From the text on the Patterson-Gimlin film below, reproduce verbatim the passage between "To this day, I" and "to be hoaxes.", inclusive.
** Opening Text section block **
Again, there was no deathbed confession from Roger Patterson about the film, not video, being a created event, fake, or hoax. Bob Gimlin is still alive, and remains humble but straightforward in this being an extraordinary encounter with a large, hairy, female unknown hominoid. Ray Wallace died in 2002, and his children found fake footprints in his garage, but they had nothing to do with the 1967 film. Wallace used his foot fakes for some roadside prints in 1957 in Oregon and 1959 in California. In the 1970s, Wallace took a hoax film with his wife in a suit, but the media, after his death, have confused the two films. [See Loren Coleman (2007). “Bigfoot’s Bogus Burial: the Media and Other Wallace Myths”. In Greg Taylor. Darklore Volume 1. Brisbane, Australia: Daily Grail Publishing. pp. 95–109.]
Other claims that the Patterson-Gimlin 1967 footage was of a “massacre,” a “man in a suit,” and/or “made by a Hollywood special effects artist” have all fallen by the wayside, explained by looking at some facts.
To this day, I hear from people who falsely claim that the “Surgeon’s Photo” and the “Patterson-Gimlin footage” have both “definitely been proven” to be hoaxes.
++++
Richard Smith’s letter to Joe Nickell/Skeptic Inquirer was widely shared throughout the Internet:
To the Editor:
In “Nessie Hoax Redux” (March 1996), Joe Nickell ignores the greater issue raised in my November 1995 article in Fate magazine — the unacceptable double standard applied during debates over cryptozoology.
** Closing Text section block **
** Opening Given data block **
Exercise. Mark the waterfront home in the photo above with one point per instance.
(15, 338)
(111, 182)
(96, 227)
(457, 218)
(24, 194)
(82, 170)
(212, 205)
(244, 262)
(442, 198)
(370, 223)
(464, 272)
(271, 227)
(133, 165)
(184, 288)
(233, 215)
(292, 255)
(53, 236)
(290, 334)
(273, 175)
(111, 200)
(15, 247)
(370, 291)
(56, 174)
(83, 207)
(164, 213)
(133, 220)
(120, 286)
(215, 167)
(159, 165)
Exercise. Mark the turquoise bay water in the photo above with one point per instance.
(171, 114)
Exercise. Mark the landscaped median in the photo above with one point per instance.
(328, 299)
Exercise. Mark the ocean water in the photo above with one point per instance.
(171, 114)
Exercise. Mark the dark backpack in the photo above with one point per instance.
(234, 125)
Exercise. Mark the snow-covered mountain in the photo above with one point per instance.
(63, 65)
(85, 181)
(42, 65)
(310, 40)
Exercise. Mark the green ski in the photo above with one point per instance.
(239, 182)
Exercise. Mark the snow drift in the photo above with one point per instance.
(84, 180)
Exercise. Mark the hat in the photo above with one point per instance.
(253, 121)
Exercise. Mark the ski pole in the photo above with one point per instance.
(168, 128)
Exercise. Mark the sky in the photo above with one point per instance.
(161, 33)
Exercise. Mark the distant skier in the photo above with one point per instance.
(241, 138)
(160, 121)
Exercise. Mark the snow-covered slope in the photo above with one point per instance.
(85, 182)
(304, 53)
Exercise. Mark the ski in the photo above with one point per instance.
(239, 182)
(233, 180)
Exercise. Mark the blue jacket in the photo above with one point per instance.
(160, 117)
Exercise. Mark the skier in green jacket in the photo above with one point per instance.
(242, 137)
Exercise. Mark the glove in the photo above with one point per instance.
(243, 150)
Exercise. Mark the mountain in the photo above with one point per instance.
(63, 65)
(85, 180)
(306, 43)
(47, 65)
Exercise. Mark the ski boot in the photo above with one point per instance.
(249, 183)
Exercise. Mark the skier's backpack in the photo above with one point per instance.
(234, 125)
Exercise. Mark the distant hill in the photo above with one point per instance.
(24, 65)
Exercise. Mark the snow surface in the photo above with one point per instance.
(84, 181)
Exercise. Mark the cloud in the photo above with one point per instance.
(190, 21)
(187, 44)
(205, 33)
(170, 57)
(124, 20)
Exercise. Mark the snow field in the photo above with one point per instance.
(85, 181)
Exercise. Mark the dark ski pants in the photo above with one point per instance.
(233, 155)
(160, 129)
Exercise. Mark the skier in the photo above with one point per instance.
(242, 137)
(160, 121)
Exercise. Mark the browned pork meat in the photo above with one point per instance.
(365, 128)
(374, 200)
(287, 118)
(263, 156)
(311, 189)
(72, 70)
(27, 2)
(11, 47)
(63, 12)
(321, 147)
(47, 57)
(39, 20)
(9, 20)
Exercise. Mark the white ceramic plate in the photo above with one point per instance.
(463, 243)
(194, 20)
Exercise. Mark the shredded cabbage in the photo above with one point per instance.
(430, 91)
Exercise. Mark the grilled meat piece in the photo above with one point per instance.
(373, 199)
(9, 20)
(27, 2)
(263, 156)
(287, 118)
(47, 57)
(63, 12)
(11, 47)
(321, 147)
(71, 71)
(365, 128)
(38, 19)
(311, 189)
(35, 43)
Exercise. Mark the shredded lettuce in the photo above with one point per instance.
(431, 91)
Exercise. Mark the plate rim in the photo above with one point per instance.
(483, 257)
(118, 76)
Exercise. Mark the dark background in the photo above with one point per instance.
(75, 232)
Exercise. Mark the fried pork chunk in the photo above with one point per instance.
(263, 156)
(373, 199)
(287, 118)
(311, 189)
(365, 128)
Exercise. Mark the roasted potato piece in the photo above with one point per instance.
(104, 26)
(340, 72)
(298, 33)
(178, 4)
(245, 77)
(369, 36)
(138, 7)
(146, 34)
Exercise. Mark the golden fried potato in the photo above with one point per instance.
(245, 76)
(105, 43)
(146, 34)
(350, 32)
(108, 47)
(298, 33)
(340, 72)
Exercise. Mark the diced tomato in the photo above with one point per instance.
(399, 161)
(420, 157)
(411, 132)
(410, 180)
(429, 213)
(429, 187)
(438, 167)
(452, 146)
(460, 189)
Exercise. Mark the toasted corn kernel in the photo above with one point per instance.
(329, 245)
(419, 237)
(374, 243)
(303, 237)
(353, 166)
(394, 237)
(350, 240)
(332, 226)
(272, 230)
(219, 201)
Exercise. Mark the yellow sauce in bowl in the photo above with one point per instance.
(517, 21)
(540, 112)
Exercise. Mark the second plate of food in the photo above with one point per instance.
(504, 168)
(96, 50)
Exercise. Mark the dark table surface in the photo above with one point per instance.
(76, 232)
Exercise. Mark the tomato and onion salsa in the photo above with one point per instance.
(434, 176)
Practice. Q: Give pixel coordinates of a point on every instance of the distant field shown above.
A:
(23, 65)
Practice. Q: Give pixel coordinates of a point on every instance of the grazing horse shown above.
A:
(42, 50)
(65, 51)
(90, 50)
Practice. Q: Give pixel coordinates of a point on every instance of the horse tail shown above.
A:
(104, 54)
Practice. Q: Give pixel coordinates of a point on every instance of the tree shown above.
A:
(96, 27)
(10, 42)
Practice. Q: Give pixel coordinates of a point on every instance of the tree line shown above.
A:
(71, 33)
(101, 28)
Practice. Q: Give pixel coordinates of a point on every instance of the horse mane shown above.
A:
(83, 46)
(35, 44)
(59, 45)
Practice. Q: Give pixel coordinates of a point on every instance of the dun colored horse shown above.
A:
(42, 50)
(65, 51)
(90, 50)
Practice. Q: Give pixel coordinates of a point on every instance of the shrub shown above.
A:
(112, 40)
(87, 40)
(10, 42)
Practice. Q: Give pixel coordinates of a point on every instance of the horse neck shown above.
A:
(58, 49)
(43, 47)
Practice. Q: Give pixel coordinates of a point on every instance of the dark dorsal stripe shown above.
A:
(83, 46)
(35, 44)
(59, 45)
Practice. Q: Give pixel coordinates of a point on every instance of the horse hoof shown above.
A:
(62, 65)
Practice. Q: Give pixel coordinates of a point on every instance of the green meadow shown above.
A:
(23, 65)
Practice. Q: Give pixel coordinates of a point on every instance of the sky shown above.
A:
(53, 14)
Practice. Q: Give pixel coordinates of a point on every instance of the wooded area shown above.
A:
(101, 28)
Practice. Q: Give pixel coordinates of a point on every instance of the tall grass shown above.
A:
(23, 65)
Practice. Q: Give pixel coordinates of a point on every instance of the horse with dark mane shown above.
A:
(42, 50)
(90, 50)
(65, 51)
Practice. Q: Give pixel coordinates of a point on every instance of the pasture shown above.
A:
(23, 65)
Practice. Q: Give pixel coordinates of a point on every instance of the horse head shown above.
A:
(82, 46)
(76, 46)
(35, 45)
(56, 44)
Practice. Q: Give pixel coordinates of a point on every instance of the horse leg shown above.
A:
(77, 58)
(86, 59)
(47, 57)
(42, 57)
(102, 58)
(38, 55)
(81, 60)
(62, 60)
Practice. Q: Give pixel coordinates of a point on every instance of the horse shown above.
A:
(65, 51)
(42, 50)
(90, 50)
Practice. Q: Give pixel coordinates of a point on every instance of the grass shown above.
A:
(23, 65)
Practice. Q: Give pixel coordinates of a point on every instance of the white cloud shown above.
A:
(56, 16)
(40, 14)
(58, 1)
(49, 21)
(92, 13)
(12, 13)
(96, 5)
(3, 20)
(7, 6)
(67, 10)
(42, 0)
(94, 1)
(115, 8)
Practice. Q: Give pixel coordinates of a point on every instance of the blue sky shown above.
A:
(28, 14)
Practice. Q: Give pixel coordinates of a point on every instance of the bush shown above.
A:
** Closing Given data block **
**Completed task:**
To this day, I hear from people who falsely claim that the “Surgeon’s Photo” and the “Patterson-Gimlin footage” have both “definitely been proven” to be hoaxes.